• **Action item A**
Transcribe the stretch of the Inferno review from "Inferno is the" through "event from happening.".
• **Action item B**
Go on with the Inferno review from where it stops.

• **Extracted text**
Tom Hanks has showed countless times that he can helm a film entirely by himself. He’s also still a box office success, especially after the sleeper hit Sully which crossed $100 million domestically and is still counting. His return as Robert Langdon in Inferno poses him with the task of giving Sony a desperate hit, after a troublesome year with many misfires.


Inferno is the third film of the Robert Langdon adventures (the two previous films were The Da Vinci Code and Angels & Demons). In this film we find Langdon (Tom Hanks) is struck with amnesia after suffering a seeming head trauma. He finds himself being chased by the WHO (World Health Organization) and a private corporation. With only the help of the doctor who he met at the hospital (Felicity Jones) and his scattered memories, he has to navigate his way through clues hidden in ancient art to stop an apocalyptic event from happening.

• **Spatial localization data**
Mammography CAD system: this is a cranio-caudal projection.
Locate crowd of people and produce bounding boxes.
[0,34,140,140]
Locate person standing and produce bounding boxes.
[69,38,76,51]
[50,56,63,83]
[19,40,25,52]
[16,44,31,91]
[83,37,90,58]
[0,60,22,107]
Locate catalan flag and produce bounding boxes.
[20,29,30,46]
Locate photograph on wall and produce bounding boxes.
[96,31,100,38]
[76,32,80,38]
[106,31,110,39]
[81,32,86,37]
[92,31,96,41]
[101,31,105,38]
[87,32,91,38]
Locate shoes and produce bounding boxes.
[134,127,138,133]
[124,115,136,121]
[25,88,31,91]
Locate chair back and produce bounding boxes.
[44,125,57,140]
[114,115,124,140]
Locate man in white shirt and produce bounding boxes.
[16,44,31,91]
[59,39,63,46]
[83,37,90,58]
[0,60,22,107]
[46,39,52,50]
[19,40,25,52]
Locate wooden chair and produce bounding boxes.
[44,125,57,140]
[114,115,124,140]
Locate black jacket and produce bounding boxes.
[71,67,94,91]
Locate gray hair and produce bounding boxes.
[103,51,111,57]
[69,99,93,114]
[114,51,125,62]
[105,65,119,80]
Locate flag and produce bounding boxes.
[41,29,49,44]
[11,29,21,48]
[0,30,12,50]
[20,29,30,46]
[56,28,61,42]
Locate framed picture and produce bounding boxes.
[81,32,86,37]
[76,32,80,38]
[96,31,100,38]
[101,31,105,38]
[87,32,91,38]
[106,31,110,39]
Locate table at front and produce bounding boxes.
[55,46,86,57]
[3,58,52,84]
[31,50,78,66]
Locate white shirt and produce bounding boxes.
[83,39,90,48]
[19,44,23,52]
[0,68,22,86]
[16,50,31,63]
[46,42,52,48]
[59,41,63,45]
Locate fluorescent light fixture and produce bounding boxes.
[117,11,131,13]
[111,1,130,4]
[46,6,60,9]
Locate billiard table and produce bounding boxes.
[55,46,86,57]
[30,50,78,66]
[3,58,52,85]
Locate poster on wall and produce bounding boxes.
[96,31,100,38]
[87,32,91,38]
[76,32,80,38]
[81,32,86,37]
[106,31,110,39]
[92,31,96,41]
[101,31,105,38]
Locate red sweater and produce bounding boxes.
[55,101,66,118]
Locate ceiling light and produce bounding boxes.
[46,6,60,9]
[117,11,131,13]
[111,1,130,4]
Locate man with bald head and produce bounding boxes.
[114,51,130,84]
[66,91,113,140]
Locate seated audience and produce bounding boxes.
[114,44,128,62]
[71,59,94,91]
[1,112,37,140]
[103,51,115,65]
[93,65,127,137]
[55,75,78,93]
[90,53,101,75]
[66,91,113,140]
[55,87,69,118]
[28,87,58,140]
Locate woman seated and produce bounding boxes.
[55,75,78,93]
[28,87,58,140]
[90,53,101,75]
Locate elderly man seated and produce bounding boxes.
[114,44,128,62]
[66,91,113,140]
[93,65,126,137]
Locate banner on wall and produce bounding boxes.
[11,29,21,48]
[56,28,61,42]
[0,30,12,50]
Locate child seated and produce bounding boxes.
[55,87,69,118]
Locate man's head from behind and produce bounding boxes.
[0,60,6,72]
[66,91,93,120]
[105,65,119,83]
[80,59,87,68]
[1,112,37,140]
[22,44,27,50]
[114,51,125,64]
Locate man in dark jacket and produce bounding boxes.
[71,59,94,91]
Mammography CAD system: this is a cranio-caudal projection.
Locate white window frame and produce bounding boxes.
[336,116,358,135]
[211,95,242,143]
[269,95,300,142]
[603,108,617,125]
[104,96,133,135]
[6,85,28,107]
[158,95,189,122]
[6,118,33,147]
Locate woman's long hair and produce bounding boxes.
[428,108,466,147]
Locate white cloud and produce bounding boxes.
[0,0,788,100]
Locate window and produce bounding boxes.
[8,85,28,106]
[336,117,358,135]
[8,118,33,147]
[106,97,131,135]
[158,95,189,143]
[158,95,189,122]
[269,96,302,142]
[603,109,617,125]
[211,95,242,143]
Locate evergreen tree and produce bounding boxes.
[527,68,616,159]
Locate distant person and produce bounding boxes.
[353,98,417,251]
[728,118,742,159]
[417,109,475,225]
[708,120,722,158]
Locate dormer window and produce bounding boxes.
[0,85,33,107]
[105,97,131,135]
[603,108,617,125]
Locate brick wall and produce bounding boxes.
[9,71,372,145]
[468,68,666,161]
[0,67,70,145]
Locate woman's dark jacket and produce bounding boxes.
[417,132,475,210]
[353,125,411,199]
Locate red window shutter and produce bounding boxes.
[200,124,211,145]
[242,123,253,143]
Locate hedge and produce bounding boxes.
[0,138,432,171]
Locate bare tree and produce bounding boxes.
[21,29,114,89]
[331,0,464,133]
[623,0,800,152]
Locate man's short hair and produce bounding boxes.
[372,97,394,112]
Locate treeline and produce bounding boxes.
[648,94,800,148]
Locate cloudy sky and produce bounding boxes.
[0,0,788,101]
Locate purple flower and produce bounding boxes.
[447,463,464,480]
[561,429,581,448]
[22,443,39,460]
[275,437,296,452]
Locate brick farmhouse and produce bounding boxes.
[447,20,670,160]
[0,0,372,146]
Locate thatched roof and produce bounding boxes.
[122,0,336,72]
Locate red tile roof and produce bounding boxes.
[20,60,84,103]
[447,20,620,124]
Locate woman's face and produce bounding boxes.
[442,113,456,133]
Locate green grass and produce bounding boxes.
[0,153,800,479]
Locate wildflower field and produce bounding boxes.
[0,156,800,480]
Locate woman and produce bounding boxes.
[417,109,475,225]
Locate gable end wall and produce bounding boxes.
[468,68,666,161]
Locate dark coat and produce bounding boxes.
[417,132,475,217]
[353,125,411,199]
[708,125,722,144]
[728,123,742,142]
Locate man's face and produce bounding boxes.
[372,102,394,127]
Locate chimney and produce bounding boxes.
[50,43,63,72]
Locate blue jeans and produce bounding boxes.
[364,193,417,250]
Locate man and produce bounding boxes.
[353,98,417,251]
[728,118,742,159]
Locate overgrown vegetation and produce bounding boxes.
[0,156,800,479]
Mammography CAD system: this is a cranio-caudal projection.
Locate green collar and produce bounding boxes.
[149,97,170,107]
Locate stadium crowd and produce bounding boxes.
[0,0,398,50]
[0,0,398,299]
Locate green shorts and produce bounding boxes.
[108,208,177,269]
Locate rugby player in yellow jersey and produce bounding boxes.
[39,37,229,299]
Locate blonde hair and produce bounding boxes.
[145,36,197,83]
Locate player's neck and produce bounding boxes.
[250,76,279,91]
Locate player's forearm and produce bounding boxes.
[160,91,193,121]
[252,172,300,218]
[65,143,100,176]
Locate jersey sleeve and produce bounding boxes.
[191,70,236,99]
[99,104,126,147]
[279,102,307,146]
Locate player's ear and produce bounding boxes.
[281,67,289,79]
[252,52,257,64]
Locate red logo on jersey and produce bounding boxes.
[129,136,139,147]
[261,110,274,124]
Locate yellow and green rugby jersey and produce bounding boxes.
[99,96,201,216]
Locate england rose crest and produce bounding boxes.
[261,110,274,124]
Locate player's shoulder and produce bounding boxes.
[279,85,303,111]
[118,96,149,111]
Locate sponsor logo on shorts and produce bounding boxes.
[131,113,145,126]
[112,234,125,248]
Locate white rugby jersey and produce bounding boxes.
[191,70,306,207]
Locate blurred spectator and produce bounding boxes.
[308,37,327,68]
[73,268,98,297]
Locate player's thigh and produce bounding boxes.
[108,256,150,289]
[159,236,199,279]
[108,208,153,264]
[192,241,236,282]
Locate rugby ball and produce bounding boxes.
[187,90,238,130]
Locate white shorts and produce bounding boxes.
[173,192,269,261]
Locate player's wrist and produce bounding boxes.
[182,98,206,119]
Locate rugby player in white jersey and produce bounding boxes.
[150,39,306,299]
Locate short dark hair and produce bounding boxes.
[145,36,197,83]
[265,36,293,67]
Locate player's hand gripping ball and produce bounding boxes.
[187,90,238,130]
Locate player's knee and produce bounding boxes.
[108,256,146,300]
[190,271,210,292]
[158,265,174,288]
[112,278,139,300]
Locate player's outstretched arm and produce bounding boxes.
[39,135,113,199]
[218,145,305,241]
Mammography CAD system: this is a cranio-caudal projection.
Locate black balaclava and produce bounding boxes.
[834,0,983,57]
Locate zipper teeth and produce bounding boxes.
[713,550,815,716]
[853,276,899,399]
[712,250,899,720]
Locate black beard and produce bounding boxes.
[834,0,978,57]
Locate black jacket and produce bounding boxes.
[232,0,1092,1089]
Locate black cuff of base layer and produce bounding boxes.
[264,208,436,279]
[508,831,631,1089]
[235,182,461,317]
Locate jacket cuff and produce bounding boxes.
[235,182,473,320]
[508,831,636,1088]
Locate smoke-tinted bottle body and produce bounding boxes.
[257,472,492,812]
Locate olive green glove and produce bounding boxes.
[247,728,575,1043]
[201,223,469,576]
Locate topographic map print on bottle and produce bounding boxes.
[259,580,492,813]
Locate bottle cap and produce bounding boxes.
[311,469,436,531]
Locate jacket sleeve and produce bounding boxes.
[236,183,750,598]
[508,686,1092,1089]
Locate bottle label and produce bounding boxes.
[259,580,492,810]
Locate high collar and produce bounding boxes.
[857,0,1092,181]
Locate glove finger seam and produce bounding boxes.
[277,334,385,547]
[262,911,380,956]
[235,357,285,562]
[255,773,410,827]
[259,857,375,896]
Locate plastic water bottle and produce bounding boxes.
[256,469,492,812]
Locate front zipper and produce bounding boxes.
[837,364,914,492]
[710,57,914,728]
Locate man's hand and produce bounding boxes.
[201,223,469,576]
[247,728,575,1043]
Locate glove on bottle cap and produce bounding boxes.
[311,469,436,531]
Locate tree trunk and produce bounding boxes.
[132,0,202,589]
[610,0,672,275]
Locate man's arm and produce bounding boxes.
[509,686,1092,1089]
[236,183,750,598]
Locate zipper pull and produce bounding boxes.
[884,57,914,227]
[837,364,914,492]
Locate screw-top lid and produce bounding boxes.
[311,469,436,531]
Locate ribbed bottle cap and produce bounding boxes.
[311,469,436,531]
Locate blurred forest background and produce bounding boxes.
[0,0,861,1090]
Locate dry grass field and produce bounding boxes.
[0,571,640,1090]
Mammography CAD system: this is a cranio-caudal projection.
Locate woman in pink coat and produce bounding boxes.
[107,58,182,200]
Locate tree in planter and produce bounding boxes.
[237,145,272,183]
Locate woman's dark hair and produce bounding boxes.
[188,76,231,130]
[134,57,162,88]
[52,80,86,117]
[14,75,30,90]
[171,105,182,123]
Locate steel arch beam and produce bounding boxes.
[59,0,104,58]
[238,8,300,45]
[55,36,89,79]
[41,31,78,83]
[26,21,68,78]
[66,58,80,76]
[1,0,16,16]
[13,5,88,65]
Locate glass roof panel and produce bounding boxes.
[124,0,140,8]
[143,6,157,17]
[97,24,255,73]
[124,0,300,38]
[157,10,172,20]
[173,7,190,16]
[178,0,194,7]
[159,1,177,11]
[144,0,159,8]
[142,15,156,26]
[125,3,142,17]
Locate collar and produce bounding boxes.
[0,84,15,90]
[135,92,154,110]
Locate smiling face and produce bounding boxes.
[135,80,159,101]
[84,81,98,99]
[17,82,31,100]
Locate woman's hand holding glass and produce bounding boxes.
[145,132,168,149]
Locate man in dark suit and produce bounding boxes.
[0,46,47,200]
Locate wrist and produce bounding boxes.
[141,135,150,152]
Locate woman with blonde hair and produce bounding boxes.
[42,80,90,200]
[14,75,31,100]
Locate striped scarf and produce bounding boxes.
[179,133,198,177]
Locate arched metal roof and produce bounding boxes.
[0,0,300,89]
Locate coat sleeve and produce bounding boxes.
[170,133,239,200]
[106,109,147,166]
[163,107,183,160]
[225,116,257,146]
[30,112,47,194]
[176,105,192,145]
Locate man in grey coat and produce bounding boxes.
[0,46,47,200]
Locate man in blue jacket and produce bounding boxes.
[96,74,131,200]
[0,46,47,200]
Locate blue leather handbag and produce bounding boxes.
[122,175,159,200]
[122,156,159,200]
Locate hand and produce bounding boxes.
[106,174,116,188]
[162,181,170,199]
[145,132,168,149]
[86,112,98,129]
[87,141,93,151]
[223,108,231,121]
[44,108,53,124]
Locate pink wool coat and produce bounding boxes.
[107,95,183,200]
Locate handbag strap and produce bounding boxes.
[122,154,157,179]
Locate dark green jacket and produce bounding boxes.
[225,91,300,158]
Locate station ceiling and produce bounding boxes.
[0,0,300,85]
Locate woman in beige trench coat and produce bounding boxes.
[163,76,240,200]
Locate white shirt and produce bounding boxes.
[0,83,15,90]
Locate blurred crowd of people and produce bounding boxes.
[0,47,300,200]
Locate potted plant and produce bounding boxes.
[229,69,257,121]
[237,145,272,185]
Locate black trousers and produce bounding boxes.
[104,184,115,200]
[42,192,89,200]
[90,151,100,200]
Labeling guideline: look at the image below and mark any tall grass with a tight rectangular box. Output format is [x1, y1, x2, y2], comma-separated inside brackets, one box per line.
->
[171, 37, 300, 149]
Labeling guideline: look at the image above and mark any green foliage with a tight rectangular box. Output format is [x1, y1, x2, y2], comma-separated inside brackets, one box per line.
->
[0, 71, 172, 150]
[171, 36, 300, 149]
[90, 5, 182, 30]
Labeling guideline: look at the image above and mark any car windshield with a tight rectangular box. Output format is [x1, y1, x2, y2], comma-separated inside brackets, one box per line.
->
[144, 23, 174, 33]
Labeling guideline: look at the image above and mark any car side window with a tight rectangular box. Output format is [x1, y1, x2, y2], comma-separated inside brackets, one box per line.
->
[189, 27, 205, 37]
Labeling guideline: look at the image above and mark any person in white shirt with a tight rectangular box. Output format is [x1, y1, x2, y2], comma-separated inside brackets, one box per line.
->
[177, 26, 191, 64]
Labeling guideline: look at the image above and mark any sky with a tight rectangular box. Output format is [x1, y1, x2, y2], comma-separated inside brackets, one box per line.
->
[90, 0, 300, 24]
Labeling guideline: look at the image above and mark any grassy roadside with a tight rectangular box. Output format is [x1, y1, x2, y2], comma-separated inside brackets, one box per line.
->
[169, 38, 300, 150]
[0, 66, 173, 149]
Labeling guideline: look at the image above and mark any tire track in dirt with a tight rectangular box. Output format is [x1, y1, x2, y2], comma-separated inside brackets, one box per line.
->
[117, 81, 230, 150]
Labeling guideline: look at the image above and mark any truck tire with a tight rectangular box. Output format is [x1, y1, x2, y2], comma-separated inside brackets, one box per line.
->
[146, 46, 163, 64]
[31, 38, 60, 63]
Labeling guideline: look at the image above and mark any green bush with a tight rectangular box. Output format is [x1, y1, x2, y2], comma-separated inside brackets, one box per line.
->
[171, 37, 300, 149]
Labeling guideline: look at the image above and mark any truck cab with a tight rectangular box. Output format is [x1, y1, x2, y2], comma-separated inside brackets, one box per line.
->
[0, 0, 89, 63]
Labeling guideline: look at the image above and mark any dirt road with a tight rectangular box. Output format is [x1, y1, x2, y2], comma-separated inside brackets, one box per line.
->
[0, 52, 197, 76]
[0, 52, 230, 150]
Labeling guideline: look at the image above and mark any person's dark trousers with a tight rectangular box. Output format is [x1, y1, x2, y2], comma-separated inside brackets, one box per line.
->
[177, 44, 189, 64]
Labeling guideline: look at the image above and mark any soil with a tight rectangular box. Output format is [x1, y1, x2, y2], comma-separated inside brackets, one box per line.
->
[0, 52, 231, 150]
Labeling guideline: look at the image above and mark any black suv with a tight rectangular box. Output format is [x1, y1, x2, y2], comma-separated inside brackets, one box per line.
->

• **Task response A**
Inferno is the third film of the Robert Langdon adventures (the two previous films were The Da Vinci Code and Angels & Demons). In this film we find Langdon (Tom Hanks) is struck with amnesia after suffering a seeming head trauma. He finds himself being chased by the WHO (World Health Organization) and a private corporation. With only the help of the doctor who he met at the hospital (Felicity Jones) and his scattered memories, he has to navigate his way through clues hidden in ancient art to stop an apocalyptic event from happening.

• **Task response B**
This film started off straight in the action, which was appreciated as it added more of a thrill. But as time went by you started seeing how predictable and generic the film was. Essentially you can solve half of the plot by the first couple of minutes. There are infinite convenient happenings that help move the plot forward, and you give up trying to play dumb 30 minutes in. However, towards the last act there is a sudden about-face and the film suddenly becomes the nail-biting thriller you had paid to see, it seemed as if director Ron Howard has lazed his way through the set up and was relishing in the resolution he had longed for.


The cast is spiced up a bit, Tom Hanks returns as Langdon and delivers a by the numbers performance; Felicity Jones is new and does well to hold her own against the veteran actor. Then there were neat additions from Omar Sy, Ben Foster, and Irrfan Khan who seemed to be the only actor who found the right tone that the film was trying to set, a mixture of sarcasm and ‘bad-assery’.


In comparison with the other films in the series, I certainly found it an improvement from Angels & Demons, which was uninteresting and too predictable. While Inferno does follow along the same lines as its predecessor in its opening acts, its finale is enjoyable enough to elevate it to a higher category. But despite having an A-list creative team, the film never manages to break out of a sluggish and generic thriller.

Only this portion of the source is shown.